**Exercise instructions:** Go through the entries below and write each one out exactly.

**Available records:**
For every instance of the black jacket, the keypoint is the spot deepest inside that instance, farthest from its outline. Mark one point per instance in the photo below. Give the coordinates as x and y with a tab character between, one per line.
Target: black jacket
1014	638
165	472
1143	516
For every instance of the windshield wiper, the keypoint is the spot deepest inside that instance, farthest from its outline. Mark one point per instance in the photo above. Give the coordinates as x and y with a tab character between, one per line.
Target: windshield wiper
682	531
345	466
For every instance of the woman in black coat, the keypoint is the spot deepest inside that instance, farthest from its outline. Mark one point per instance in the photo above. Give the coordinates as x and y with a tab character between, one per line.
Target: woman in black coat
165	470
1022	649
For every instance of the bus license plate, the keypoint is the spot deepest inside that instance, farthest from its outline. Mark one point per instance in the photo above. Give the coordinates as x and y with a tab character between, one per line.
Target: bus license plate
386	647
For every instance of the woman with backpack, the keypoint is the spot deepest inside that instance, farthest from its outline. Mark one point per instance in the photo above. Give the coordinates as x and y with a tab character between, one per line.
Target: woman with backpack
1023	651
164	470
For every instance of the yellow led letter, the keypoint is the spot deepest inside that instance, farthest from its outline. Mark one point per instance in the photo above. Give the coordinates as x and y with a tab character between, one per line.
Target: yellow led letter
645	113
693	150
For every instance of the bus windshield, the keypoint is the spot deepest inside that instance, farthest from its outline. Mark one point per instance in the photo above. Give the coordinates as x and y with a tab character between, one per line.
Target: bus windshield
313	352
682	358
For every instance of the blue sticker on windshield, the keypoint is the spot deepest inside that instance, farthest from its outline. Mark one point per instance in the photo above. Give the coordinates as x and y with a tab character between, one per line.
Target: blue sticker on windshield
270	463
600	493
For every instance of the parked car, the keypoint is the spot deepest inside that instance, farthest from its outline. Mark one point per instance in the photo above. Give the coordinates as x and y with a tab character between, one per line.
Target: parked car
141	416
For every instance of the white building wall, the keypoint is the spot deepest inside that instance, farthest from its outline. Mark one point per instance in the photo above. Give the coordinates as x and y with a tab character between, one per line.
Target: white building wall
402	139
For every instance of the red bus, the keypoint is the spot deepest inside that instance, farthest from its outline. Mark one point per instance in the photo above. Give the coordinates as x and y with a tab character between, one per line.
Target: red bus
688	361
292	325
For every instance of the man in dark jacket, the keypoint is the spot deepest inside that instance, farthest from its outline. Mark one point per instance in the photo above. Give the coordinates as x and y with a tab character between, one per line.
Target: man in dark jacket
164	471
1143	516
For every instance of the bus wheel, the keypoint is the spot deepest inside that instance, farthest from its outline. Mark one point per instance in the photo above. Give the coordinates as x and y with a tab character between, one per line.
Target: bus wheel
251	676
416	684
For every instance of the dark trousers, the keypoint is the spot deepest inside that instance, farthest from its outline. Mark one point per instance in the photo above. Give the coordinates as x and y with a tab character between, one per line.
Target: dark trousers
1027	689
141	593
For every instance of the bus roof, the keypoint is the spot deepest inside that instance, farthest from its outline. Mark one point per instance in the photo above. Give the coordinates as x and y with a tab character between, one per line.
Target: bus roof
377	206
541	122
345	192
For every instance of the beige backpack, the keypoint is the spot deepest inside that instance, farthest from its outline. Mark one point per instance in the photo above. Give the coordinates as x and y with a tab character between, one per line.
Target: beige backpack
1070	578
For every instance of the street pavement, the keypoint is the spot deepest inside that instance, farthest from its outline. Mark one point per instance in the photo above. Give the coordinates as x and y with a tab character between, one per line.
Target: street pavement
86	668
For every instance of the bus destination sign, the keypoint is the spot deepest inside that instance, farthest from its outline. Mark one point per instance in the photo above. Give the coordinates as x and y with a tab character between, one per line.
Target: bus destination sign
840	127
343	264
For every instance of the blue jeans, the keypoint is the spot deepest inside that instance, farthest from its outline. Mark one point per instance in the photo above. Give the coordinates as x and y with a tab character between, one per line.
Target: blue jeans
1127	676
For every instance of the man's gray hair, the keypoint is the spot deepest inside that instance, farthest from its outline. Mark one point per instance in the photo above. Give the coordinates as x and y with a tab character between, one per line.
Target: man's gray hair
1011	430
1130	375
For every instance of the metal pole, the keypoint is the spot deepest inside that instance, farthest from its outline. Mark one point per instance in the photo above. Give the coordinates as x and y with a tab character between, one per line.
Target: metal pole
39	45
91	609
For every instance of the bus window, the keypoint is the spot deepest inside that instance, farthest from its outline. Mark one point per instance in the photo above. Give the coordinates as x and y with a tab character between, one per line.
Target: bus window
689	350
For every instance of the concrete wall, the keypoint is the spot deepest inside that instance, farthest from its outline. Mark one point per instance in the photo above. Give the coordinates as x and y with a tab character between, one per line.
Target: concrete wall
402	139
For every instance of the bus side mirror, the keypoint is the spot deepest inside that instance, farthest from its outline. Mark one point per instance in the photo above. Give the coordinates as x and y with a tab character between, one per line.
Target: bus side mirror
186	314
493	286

**Output of the exercise:**
For every instance of the black jacket, the keypoint is the spot deepest inside that instance, farthest from its outline. Mark one point per instance in the photo below. Give the coordinates as x and y with a tab character between, one per line.
Target: black jacket
1014	638
165	472
1143	516
For every instance of the windshield wiper, the keypoint is the spot deepest inside that instance, farthest from its outline. Mark one point per instance in the photo above. Give the coordinates as x and y with a tab character between, one per line.
Target: windshield wiper
682	531
345	466
For every instance of the woman in black coat, the keypoint is the spot deepest inside that instance, farthest from its outline. Mark one point per instance in the photo above. Give the coordinates as x and y with a tab character between, one per line.
Target: woman in black coat
165	470
1022	649
For every instance of the bus license plate, the keypoint is the spot deepest inside that instance, farthest from its outline. Mark one point per instance in the photo above. Give the coordinates as x and y with a tab character between, one per line.
Target: bus license plate
386	647
For every instance of the woman with backpack, the keypoint is the spot deepest inside that instance, farthest from its outline. Mark one point per instance in the photo above. Give the coordinates as x and y with a tab character between, one per line.
Target: woman with backpack
1023	651
164	470
For every instance of the yellow led letter, the keypoint is the spot deepest inside that instance, farthest from its outline. Mark one point per instance in the photo above. Give the coordinates as x and y with a tab character between, one per line.
Target: yellow led letter
645	113
693	150
For every instance of the bus windshield, the keypoint is the spot deepest inside that instance, farthest from its outline. Mark one point per instance in the photo above. Give the coordinates as x and y with a tab character between, one per line.
Target: bus windshield
313	352
682	358
For every instance of the blue sticker on windshield, the keypoint is the spot deepest inside that instance, farthest from its outline. Mark one point per instance in the photo above. Give the coordinates as x and y with a tab character between, one per line.
Target: blue sticker on windshield
270	463
600	493
For every instance of the parked car, the keypoint is the spot deepest inside that instance, farthest from its outline. Mark one point per instance in the photo above. Give the coordinates as x and y with a tab character between, one per line.
Target: parked car
141	416
For every instance of the white building wall, the keypoint is the spot deepest inside that instance, farthest from its outline. Mark one point per instance in the photo above. Give the coordinates as x and y with a tab character between, one per line.
Target: white building wall
402	139
For every instance of the red bus, the keypoint is the spot deepest inside that instance, farthest from its outline. Mark one point per instance in the photo above. Give the coordinates as x and y with a tab character between, one per line.
Target: red bus
688	361
292	325
For every instance of the man in dark jacket, the keypoint is the spot deepest inside that instance, farthest from its outline. Mark one point per instance in the photo above. Give the coordinates as x and y with a tab character between, one per line.
Target: man in dark jacket
164	471
1143	516
For every instance of the bus wheel, the keypoint is the spot deepest inside that instance, farthest from its outline. Mark one point per instance in the photo above. Give the coordinates as x and y with a tab character between, one per line.
Target: bus wheel
251	676
416	684
For every instance of the dark trousers, the keypoint is the spot deepest inside that instance, farthest from its outline. Mark one point per instance in the photo above. Give the coordinates as x and y with a tab character between, one per line.
Target: dark trousers
1027	689
141	593
For every instance of the bus roof, the keypoint is the spot deepest inside that instance, farthest from its outline. Mark one point per instance in the photo above. Give the coordinates as x and y with a tab character between, one per line.
Target: bus roof
377	206
541	122
345	192
For every instance of the beige backpack, the keypoint is the spot deepest inside that instance, farthest from its outline. Mark one point per instance in the photo above. Give the coordinates as x and y with a tab character between, one per line.
Target: beige backpack
1070	578
For every instance of the street pavement, the keypoint is the spot deepest inside that instance, farthest from its outline. Mark one point per instance in the photo above. Give the coordinates as x and y with a tab character between, one per line.
Target: street pavement
86	668
For every instance of the bus destination sign, the keypoint is the spot deepest inside that instance, farthest from its outline. Mark one point per instance in the photo above. Give the coordinates as x and y with a tab character between, one per line.
Target: bus destination sign
840	127
343	264
For every instance of the blue jeans, the keypoint is the spot deepest inside that instance, farthest from its outline. Mark one point per instance in the photo above. Give the coordinates as x and y with a tab character between, one per line.
Target: blue jeans
1127	676
For every instance of the man's gray hair, the keypoint is the spot deepest inside that instance, farthest from its outline. Mark one point per instance in the photo above. Give the coordinates as x and y with a tab character between, one per line.
Target: man's gray hair
1011	430
1130	375
For every instance of the metal pole, the keypoint is the spot deepest inside that instance, farthest from its outline. Mark one point per instance in the photo above. Give the coordinates as x and y with a tab character between, one per line.
Target: metal pole
39	45
91	609
For every instance of the bus window, the keypoint is the spot deepest inside that instance, farthest from its outline. Mark one point per instance in the photo above. Give the coordinates as x and y with a tab character between, one per line.
Target: bus window
689	350
For every instance of the concrete wall, the keypoint is the spot deepest inside that instance, farthest from its outline. Mark one point per instance in the photo above. Give the coordinates as x and y with a tab character between, one per line.
Target: concrete wall
402	139
For every instance of the bus side mirror, the keypoint is the spot deepest inside that instance, farthest from its outline. Mark one point per instance in the photo above. Give the coordinates as x and y with a tab character between, one per line.
Target: bus side mirror
186	314
493	286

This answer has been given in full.